GIVEN EXERCISE. Copy every line of the material below word for word, changing nothing.

[Records from a data collection]
——
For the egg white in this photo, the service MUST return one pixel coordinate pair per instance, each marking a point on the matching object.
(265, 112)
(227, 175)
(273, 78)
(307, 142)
——
WRITTEN RESPONSE.
For the egg white in this photo, the service MUST return one pixel coordinate pair per instance, each marking a point on the matching object.
(265, 112)
(227, 175)
(273, 78)
(307, 142)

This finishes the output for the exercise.